Required task.
Rewrite all of the rows below, swapping every "whole-number" for "integer" and keeping everything else the same. Leave the pictures out of your output.

# Exercise material start

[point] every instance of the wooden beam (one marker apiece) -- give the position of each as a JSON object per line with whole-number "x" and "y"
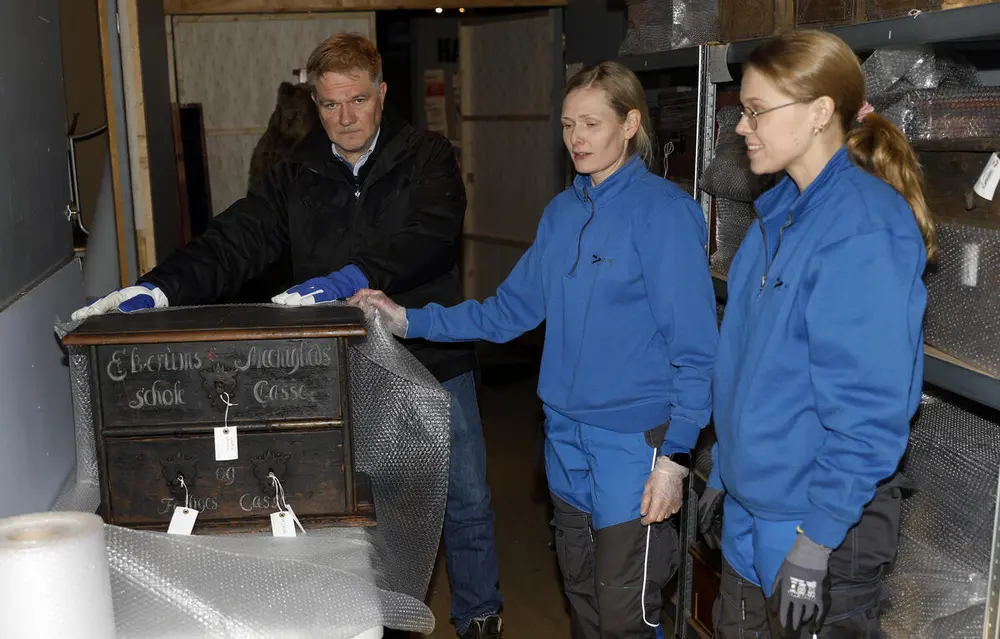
{"x": 135, "y": 114}
{"x": 201, "y": 7}
{"x": 113, "y": 133}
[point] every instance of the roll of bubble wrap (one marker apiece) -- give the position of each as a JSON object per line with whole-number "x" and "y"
{"x": 661, "y": 25}
{"x": 54, "y": 578}
{"x": 937, "y": 586}
{"x": 963, "y": 296}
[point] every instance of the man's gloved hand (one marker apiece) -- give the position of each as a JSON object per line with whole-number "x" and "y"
{"x": 710, "y": 516}
{"x": 126, "y": 300}
{"x": 393, "y": 315}
{"x": 664, "y": 491}
{"x": 335, "y": 286}
{"x": 799, "y": 590}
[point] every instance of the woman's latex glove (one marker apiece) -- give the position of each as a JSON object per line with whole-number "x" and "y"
{"x": 664, "y": 491}
{"x": 393, "y": 315}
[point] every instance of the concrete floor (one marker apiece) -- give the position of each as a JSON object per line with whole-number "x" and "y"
{"x": 534, "y": 605}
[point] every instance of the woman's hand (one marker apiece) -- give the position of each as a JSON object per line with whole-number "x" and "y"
{"x": 393, "y": 315}
{"x": 664, "y": 491}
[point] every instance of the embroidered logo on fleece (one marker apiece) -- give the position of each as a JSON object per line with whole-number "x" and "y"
{"x": 801, "y": 589}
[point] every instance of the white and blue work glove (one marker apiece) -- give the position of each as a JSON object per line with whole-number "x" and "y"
{"x": 393, "y": 315}
{"x": 799, "y": 590}
{"x": 663, "y": 493}
{"x": 126, "y": 300}
{"x": 338, "y": 285}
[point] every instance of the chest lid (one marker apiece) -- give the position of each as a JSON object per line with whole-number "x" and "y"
{"x": 223, "y": 322}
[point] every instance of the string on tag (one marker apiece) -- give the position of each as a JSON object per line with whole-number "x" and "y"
{"x": 279, "y": 492}
{"x": 225, "y": 418}
{"x": 187, "y": 495}
{"x": 279, "y": 497}
{"x": 668, "y": 150}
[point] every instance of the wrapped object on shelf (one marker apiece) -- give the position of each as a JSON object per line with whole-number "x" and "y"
{"x": 931, "y": 97}
{"x": 963, "y": 291}
{"x": 943, "y": 114}
{"x": 663, "y": 25}
{"x": 732, "y": 221}
{"x": 728, "y": 175}
{"x": 937, "y": 586}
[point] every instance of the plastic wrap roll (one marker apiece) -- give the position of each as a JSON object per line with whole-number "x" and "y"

# Exercise material end

Expected answer.
[point] every instance of the wooden beam (one marker apiece) -- give the position of each as a JSON object per line with integer "x" and "y"
{"x": 135, "y": 114}
{"x": 201, "y": 7}
{"x": 113, "y": 133}
[point] every instance of the roll of bubble wrap (one marker apiece) -- give the position of each as a JSON object per line with integer "x" and "y"
{"x": 661, "y": 25}
{"x": 54, "y": 578}
{"x": 937, "y": 586}
{"x": 963, "y": 296}
[point] every instance of the man's gloved hand (one marker apiece) -- give the position of each as a JSON object per line with integer "x" and "y"
{"x": 710, "y": 516}
{"x": 126, "y": 300}
{"x": 393, "y": 315}
{"x": 664, "y": 491}
{"x": 335, "y": 286}
{"x": 799, "y": 590}
[point] every instance of the woman's latex glove (one marker apiece) -- give the position of each as a JSON object per line with integer "x" and "y"
{"x": 664, "y": 491}
{"x": 393, "y": 315}
[point] every instance of the concrete floor (one marker apiece) -- give the position of each as a JSON object per line with integer "x" and "y"
{"x": 534, "y": 605}
[point] every instance of the woman's hand (one marker apiece) -- give the position of each as a JSON object per line with integer "x" and "y"
{"x": 393, "y": 315}
{"x": 664, "y": 491}
[point] every instance of the embroidered logo on fleece (one marker apiece) -- give the position of each as a JSON object per line with integer "x" and "y"
{"x": 801, "y": 589}
[point] every instance of the white and blue work glove (one marker apiece) -- give the position of each as a JSON object per line with integer "x" and "y"
{"x": 393, "y": 315}
{"x": 799, "y": 590}
{"x": 663, "y": 493}
{"x": 126, "y": 300}
{"x": 338, "y": 285}
[point] every instance of the chest lid (one marker apiece) -- give the position of each as a JSON object per line with integer "x" and "y"
{"x": 223, "y": 322}
[point] every instance of the string on tag (one marker apiece) -- give the position of each as a JSON object per line with integer "x" and "y"
{"x": 279, "y": 492}
{"x": 225, "y": 418}
{"x": 187, "y": 495}
{"x": 279, "y": 497}
{"x": 668, "y": 150}
[point] every instance of the wrapped object on shelf (one marker apiece) -- give the position of each as a JSON object per line with integer "x" and "y"
{"x": 931, "y": 97}
{"x": 963, "y": 291}
{"x": 943, "y": 114}
{"x": 663, "y": 25}
{"x": 732, "y": 221}
{"x": 728, "y": 175}
{"x": 937, "y": 586}
[point] every instance of the plastic wrap roll (one marker apiece) -- give the position of each as a JSON object per line with integer "x" and "y"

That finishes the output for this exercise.